-- What needs to be done --
Copy exactly the run of lines that begins at the line with "of the packed" and ends at the final line of the entries.

** Opening Working data block **

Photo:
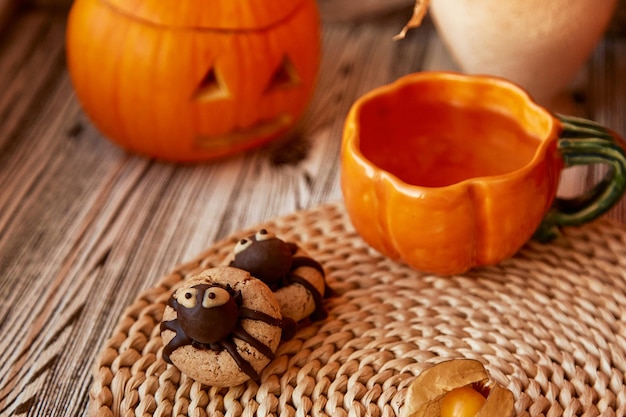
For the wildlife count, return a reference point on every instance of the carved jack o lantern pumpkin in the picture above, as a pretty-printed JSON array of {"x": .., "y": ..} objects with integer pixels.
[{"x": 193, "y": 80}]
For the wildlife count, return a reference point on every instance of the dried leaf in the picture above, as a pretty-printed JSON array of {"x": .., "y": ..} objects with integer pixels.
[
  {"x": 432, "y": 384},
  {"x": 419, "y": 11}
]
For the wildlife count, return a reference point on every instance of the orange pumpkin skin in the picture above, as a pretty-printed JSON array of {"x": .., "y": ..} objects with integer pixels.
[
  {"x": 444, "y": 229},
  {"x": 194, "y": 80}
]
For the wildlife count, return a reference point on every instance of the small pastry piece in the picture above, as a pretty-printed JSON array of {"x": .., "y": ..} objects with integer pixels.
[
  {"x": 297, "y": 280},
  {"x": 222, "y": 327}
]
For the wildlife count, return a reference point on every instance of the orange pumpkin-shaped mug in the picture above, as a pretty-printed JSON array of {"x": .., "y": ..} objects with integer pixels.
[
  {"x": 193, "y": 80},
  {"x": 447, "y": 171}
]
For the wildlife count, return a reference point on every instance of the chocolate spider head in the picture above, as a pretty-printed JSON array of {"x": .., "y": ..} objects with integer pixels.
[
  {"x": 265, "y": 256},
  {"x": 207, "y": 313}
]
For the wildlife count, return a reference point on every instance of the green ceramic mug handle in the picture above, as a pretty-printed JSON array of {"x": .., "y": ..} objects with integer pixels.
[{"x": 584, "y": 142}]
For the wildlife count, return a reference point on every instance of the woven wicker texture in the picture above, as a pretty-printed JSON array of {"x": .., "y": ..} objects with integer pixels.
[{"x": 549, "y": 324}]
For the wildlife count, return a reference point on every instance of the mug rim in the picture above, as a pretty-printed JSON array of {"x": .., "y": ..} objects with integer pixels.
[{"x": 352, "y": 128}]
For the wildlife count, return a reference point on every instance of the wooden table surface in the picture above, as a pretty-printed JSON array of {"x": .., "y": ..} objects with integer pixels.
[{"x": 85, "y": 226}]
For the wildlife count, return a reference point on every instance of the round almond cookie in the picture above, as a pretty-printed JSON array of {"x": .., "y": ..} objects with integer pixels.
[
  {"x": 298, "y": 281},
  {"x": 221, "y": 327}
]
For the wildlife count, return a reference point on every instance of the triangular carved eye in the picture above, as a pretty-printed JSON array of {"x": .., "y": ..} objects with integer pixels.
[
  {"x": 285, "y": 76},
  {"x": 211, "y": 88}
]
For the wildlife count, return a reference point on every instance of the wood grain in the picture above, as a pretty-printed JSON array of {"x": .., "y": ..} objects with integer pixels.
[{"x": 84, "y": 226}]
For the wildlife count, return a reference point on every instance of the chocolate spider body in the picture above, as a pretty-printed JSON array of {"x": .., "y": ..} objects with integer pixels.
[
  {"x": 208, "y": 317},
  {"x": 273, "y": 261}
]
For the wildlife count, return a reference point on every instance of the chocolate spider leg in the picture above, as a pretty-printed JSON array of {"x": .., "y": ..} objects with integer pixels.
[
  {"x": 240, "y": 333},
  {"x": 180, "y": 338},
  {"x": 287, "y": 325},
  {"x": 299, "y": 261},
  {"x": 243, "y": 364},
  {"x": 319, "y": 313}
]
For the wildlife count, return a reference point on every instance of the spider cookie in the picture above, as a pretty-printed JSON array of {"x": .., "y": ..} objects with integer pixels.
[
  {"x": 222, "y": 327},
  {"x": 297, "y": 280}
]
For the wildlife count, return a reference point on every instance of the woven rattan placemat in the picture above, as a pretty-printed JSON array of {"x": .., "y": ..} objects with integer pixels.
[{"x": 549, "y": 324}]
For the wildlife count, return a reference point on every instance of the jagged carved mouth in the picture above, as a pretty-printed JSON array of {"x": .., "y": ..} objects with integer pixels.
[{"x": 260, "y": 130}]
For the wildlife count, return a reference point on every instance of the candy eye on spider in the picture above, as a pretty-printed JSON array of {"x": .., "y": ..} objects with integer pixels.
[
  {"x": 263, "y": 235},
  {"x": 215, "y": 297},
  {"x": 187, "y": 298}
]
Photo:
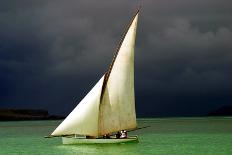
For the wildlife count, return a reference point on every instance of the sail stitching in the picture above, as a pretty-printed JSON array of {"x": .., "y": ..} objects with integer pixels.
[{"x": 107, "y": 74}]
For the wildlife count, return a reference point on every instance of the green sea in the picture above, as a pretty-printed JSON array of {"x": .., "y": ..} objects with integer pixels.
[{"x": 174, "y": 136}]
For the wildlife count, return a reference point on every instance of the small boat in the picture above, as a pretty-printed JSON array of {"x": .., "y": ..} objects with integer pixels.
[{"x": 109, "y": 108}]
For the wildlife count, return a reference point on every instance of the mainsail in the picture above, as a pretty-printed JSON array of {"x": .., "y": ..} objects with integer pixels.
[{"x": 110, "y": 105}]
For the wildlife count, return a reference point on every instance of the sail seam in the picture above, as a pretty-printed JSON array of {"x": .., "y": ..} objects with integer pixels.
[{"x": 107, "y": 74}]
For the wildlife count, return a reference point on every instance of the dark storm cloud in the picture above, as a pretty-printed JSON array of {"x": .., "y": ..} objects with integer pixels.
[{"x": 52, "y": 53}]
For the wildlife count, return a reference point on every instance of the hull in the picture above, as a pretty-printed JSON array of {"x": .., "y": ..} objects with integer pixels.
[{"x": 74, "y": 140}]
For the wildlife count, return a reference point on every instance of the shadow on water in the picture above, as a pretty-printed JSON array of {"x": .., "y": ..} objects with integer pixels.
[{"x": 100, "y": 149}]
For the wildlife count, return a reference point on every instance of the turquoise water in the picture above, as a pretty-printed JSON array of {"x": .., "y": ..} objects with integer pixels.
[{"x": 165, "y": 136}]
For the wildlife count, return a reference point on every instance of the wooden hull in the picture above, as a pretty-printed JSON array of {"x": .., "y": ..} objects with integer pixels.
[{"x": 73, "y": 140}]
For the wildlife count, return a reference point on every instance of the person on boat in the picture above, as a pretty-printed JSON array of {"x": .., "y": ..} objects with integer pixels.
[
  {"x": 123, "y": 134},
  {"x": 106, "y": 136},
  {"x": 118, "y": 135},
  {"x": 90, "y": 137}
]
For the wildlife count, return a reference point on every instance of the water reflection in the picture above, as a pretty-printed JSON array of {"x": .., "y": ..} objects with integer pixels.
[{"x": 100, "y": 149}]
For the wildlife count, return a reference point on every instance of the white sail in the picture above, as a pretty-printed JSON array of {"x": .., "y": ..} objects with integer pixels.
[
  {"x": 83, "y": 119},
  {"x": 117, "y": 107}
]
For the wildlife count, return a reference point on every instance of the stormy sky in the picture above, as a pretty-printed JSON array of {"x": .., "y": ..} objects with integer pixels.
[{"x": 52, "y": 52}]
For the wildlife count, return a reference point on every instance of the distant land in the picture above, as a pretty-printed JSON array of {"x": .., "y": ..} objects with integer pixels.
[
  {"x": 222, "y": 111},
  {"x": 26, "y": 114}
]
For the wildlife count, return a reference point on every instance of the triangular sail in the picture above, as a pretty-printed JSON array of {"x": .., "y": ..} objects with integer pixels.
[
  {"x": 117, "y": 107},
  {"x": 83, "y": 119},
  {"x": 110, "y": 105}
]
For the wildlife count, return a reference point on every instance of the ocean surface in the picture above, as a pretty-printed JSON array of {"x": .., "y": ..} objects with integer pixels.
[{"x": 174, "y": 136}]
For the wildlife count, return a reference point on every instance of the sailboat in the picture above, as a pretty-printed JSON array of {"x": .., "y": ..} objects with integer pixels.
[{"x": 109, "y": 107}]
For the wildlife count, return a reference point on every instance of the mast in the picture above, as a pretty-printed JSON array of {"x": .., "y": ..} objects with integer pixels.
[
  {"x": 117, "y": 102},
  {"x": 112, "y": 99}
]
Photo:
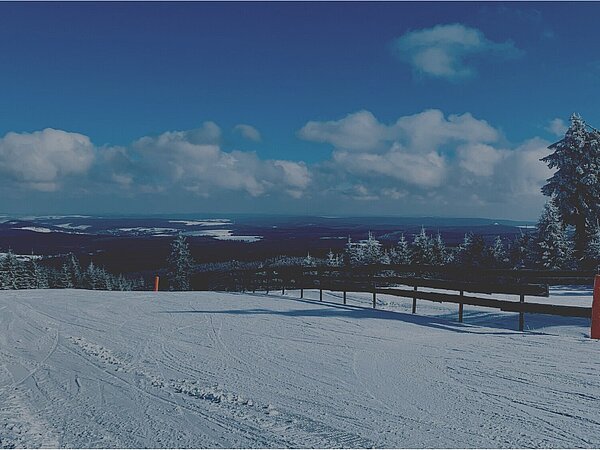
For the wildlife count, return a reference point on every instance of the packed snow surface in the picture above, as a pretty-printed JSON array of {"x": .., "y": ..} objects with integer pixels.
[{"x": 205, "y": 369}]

** Closing Working data block **

-- Reply to the exercise --
For the wildlife count, return a reference point on every instance of the packed snow surface in the picture above, as a pretty-printed JSON array of {"x": .., "y": ..} objects with integer pixels.
[{"x": 205, "y": 369}]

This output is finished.